_Task details_
Identify each line in the records below that contains the string "face", and copy every such line in full.

_Data supplied_
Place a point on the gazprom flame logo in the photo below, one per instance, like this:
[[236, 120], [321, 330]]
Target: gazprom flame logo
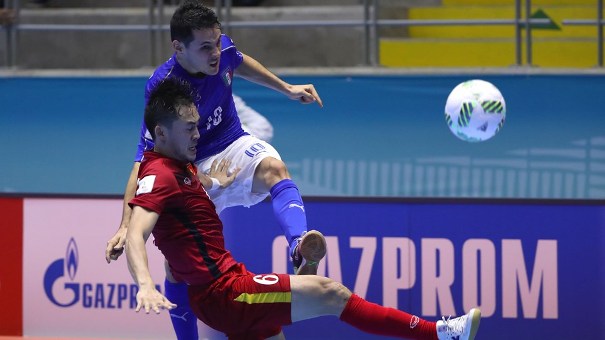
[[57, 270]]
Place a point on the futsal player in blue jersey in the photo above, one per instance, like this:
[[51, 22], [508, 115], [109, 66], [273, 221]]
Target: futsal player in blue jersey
---
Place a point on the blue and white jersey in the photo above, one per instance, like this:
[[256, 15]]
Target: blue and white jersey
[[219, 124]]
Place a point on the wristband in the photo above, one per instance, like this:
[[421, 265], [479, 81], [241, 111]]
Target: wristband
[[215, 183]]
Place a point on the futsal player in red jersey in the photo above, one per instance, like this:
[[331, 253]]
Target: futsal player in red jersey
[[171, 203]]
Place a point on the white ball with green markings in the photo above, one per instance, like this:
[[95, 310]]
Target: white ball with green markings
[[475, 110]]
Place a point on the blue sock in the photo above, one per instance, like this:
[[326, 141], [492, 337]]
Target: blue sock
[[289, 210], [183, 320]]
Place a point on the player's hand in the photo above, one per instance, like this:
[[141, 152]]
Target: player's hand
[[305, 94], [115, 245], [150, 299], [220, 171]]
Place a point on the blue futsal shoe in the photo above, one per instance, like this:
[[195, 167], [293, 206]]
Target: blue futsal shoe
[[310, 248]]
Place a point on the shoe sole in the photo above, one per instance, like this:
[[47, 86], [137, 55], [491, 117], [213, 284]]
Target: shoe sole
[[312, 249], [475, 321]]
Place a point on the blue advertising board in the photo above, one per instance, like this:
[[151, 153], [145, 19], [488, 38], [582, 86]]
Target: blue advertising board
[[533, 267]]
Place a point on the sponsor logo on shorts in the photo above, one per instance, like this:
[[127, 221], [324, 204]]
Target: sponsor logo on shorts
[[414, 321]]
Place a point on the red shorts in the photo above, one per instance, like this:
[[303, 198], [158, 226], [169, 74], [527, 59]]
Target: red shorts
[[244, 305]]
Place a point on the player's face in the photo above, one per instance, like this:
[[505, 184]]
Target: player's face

_Result for this exercise_
Place a point on the player's face in the photo above, one per instance, like this:
Target: player's face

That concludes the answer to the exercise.